Here I am again - I thought I'd manage to sleep through tonight, but the Imp of Wakefulness had other ideas. I woke at midnight but got back to sleep, but this time I'm wide awake. I don't know what I'd do without this blog to keep me going - it's been so cathartic and has transferred the bad stuff from me to it. My hands itch again tonight and I can't find the Eumovate, so I've Steamcreamed them instead. I was in the middle of an apocalyptic dream, with the end of the world in sight, and in which I had to get to Canada via a huge cliff in Turkey. It was very hot in the dream and I woke to discover I was hemmed in by cats.
I didn't eat much apart from the burger yesterday - only biscuits and a piece of cheese - and I'm hungry now. When I was ill, I'd make myself an egg banjo, but I don't think I'll do that now. I'll have another coffee instead.

RAW DATA =
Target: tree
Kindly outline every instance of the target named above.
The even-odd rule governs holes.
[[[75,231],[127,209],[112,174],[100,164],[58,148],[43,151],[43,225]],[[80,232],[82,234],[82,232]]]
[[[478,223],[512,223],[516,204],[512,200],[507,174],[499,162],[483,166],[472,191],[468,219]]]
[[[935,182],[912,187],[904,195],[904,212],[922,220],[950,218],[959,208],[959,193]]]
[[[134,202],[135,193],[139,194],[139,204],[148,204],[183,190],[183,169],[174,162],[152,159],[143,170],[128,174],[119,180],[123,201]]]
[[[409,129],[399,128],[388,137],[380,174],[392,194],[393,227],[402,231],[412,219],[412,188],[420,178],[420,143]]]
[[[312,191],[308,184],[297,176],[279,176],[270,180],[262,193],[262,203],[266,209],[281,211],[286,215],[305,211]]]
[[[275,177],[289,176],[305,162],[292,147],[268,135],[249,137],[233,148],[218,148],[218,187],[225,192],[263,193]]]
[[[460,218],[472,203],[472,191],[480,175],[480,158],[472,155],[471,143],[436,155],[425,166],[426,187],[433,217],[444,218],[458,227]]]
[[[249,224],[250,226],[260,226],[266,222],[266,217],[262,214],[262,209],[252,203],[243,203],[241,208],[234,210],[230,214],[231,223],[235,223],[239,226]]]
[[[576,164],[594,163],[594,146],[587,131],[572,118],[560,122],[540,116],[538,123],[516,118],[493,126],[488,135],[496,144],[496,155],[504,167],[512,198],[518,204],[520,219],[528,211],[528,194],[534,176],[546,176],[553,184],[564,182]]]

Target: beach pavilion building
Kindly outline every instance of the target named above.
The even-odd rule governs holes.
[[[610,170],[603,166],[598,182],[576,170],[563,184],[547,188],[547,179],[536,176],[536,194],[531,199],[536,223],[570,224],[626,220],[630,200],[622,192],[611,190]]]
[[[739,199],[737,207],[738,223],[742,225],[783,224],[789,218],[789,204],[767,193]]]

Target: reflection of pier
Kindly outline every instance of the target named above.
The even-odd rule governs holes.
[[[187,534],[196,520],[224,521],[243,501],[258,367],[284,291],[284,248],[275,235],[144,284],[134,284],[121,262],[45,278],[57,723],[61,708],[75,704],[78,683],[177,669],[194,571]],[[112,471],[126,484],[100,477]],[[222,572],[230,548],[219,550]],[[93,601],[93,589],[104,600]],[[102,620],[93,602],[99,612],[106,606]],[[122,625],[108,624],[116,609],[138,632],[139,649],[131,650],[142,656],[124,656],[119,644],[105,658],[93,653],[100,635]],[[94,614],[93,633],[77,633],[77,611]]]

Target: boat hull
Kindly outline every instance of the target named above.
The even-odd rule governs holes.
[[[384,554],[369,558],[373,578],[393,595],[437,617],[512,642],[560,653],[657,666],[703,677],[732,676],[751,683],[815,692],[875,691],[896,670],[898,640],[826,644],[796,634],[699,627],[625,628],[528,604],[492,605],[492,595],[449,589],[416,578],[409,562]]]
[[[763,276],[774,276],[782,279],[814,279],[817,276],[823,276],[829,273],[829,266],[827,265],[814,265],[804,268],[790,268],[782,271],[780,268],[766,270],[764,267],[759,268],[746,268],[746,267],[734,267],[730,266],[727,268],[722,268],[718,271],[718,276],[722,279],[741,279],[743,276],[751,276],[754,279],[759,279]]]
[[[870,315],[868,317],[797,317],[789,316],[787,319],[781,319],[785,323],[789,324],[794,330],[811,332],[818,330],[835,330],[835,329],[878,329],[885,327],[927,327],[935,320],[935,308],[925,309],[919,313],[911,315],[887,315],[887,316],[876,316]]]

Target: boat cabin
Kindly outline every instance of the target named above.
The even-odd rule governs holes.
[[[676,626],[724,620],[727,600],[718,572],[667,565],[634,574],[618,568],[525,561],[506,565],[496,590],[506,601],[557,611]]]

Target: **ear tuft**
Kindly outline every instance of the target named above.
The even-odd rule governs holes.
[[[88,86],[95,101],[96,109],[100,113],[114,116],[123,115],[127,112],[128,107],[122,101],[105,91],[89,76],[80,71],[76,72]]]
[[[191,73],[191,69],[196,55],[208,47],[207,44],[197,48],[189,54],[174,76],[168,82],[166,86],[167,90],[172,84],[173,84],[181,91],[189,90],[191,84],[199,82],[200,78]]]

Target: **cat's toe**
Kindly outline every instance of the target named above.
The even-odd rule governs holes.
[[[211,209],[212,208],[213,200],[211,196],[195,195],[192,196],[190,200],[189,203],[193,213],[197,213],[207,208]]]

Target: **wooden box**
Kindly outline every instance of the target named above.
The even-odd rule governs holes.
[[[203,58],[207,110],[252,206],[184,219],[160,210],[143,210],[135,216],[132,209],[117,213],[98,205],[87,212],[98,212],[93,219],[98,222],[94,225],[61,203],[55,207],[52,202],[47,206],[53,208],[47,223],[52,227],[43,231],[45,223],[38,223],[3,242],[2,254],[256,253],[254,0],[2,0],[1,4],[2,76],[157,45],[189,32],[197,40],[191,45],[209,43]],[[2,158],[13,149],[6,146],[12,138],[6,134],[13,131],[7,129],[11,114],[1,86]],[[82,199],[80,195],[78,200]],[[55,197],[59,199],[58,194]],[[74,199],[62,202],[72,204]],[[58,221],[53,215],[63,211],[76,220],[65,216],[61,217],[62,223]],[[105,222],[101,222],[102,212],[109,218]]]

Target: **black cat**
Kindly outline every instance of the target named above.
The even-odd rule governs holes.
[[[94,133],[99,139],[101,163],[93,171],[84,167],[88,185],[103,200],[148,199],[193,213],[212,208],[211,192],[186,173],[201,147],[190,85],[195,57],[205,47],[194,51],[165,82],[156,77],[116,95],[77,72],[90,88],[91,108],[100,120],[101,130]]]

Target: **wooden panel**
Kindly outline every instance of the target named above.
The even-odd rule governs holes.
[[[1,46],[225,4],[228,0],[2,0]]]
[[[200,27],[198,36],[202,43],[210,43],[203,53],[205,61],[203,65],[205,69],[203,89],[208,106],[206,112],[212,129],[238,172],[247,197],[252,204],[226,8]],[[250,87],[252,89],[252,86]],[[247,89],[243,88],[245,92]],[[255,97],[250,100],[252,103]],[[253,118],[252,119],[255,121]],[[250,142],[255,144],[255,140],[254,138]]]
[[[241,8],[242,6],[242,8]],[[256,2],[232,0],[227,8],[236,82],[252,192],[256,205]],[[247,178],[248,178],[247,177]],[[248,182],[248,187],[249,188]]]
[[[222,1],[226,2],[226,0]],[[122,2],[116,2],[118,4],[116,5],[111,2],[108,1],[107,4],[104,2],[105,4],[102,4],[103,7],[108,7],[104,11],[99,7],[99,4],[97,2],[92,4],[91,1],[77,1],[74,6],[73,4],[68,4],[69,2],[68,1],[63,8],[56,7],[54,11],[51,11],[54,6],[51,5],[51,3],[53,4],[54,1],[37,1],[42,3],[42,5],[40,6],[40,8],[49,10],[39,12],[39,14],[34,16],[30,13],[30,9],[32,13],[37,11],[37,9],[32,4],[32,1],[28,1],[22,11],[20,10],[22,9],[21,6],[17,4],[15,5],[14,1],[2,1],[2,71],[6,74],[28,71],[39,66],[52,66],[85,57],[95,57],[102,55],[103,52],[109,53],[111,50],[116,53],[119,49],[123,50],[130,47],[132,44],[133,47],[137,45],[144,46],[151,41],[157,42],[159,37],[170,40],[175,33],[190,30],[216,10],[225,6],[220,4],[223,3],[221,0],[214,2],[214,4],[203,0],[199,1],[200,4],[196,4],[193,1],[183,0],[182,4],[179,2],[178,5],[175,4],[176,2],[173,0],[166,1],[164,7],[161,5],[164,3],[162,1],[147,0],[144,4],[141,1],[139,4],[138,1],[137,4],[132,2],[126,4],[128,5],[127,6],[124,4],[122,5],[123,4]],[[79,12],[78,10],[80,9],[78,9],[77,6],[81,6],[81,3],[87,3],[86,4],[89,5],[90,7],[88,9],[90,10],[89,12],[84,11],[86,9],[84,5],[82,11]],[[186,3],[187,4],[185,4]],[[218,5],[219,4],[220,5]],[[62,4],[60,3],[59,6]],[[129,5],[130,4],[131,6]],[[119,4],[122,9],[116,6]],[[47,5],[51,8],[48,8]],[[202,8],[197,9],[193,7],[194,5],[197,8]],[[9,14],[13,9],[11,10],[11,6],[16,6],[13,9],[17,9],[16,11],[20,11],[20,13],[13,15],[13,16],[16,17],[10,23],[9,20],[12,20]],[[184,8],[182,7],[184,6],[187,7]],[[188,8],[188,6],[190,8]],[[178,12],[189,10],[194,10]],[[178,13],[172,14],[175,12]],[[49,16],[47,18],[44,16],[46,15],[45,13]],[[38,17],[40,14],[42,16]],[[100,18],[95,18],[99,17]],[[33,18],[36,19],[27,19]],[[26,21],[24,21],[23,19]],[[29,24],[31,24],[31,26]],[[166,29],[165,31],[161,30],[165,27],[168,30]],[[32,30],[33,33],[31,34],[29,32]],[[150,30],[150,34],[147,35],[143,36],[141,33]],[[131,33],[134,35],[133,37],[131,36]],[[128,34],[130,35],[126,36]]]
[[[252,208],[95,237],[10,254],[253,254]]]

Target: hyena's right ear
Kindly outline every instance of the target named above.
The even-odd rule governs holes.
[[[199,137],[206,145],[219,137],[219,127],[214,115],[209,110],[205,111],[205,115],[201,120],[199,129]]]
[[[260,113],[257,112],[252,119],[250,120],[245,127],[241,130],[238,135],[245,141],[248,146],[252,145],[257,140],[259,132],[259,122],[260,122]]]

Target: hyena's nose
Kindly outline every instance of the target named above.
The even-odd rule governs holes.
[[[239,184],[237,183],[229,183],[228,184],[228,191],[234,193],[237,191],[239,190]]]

STUDY QUESTIONS =
1. In the blog post about a sleepless night, what did the writer put on their itchy hands when they couldn't find the Eumovate?
2. Continue the blog post about a sleepless night, starting after its last sentence.

WRITTEN RESPONSES =
1. Steamcream.

2.
I wonder about dreams - some people think they are meaningful and can be analysed, and others think they are caused by random firing neurons. I often dream about being on a boat at sea - Jungians would tell you that the sea represents the unconscious and that I'm trying to get in touch with mine. I suppose I think that dreams sometimes have meaning, but are mostly to help the brain sort out stuff and put it in some sort of order. Who knows?
I spent 16 years in the RAF defending the Free World , then got bunged out unceremoniously for being bipolar. I and was subsequently diagnosed with PTSD. Funny old world, isn't it?